▶ [Texto apresentado]:
_____

Não existe inferno, nem purgatório e nem
limbo como locais destinados aos pecadores, como descrito de forma
tradicionalista por muitos nas igrejas. Satanás (satã, em hebraico) ou diabo (diabolos, em grego) não são entes
abstratos, um deus negativo que faz oposição ao Deus da vida. Satanás (diabo) é
tudo o que divide, separa, desune, oprime, exclui, discrimina e depreda. Pode
ser uma dimensão interior nossa, mas em uma sociedade capitalista neoliberal
como a nossa, trata-se prioritariamente de estruturas e instituições que
oprimem, excluem e depreda a natureza. Podemos dizer que o agronegócio é
satânico, pois concentra riqueza em poucas mãos, expulsa os pequenos do campo e
devasta a biodiversidade. Uma democracia burguesa formal que não respeita a
Constituição Brasileira e pisa na dignidade das pessoas é uma falsa democracia,
algo também satânico.
Ser cristão implica ser anticapitalista. Não
dá para compactuar com os pretensos valores do capitalismo: concorrência,
competição, acumulação, lucrar e lucrar. Ser cristão é ser outro Cristo, alguém
que consola os aflitos, mas que também incomoda os acomodados. Tarefa da pessoa
cristã é buscar vida e liberdade para todos e tudo – e não apenas para alguns -
mas a partir dos últimos.
3.4 - Sentir-se
igreja, membro vivo de uma comunidade de fé libertadora.
“Igreja é Povo de Deus”, nos ensina o
Vaticano II. É hora de percebermos que o sacerdócio comum está acima do
sacerdócio ordenado. Os jovens não podem aceitar uma relação que os coloquem
como infantis e em uma postura de quem só deve obedecer. Nada disso. Os jovens
têm o direito e o dever de dialogar, discutir e reivindicar o direito de
decidir conjuntamente todos os assuntos que envolvem a vida da comunidade
cristã e da sociedade.
3.5 – Comprometer-se
com a Opção pelos pobres e pelos jovens.
O apóstolo Paulo, ao escrever sobre o
Concílio de Jerusalém, acontecido por volta dos anos 49/50 do 1º século diz que
a circuncisão, a maior de todas as barreiras, tinha sido abolida e que a única
coisa que os apóstolos fizeram questão de alertar foi: “Não esqueçam os
pobres.” (Gal 2,10) Esse alerta deve ser acolhido por todas as pessoas cristãs.
Mas faz bem ter um bom entendimento sobre quem é pobre. Primeiro, o carente
economicamente. Depois, a mulher, o indígena, o negro, o homossexual, a
divorciada, a mãe terra, a irmã água, o meio ambiente.
O pobre não é apenas como um poço de
carência, mas principalmente um portador de força ética e espiritual. Deus age
a partir dos pequenos. “O mundo será melhor quando o menor que padece acreditar
no menor”, dizia Dom Hélder Câmara, o santo rebelde.

_____

▶ [Linhas armazenadas]:

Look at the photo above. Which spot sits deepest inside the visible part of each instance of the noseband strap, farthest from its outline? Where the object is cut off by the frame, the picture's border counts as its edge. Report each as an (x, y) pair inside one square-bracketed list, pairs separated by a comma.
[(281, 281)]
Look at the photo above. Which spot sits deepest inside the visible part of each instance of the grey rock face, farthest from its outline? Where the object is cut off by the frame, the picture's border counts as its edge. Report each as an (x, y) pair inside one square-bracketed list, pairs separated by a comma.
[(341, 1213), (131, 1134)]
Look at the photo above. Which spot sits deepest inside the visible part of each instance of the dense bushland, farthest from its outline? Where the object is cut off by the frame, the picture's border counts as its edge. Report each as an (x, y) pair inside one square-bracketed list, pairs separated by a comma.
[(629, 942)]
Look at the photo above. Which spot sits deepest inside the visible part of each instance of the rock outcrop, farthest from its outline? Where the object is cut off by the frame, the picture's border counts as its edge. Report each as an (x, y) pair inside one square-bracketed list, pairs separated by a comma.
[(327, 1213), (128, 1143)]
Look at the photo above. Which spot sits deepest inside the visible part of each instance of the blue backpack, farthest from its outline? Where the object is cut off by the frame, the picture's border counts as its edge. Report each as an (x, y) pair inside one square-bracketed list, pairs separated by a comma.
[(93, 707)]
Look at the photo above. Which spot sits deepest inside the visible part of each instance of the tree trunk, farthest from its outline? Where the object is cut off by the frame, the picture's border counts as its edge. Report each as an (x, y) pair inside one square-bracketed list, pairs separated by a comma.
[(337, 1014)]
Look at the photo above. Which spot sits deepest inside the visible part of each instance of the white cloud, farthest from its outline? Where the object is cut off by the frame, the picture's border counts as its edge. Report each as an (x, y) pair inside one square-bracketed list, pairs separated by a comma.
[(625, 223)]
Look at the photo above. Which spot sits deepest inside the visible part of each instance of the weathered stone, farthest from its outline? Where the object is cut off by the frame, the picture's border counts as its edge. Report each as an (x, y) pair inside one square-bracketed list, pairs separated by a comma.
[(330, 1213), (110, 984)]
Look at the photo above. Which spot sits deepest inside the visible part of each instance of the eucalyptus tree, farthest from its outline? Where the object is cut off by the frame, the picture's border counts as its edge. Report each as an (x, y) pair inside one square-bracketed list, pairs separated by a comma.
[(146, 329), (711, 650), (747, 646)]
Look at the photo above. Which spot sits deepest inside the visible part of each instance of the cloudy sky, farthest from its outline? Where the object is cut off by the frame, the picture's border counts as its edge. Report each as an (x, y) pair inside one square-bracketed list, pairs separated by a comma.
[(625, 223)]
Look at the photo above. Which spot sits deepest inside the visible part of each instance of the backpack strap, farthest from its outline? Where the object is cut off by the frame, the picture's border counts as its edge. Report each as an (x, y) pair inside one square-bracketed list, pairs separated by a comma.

_____

▶ [Instruções das tarefas]:
1. Responda, com base no texto sobre a vida cristã:
(a) Que concílio ensina que "Igreja é Povo de Deus"?
(b) Por volta de que anos aconteceu o Concílio de Jerusalém?
(c) Quem dizia "O mundo será melhor quando o menor que padece acreditar no menor"?
2. Prossiga o texto sobre a vida cristã a partir da última frase apresentada.

▶ [Respostas]:
1.
(a) O Vaticano II.
(b) Por volta dos anos 49/50 do 1º século.
(c) Dom Hélder Câmara.

2.
3.6 - Partir da
periferia e dos injustiçados. O Evangelho de Lucas interpreta a vida, as ações
e os ensinamentos de Jesus ao longo de uma grande caminhada da Galileia até
Jerusalém, ou seja, da periferia geográfica e social ao centro econômico,
político, cultural e religioso da Palestina. A Palavra, no Evangelho de Lucas,
é a palavra de um leigo, de um camponês galileu, “alguém de Nazaré”, pessoa
simples, pequena, alguém que vem da grande tribulação. Não é palavra de sumo
sacerdote, nem do poder.
3.7 - Priorizar a
formação de base.
Na grande viagem de subida para Jerusalém, Jesus prioriza a formação dos
discípulos e discípulas. Ele percebe que não tem mais aquela adesão
incondicional da primeira hora. Jesus descobriu que para consolar os aflitos
era necessário também incomodar os acomodados e denunciar pessoas e estruturas
injustas e corruptas. Assim, o homem de Nazaré começou a perder apoio popular.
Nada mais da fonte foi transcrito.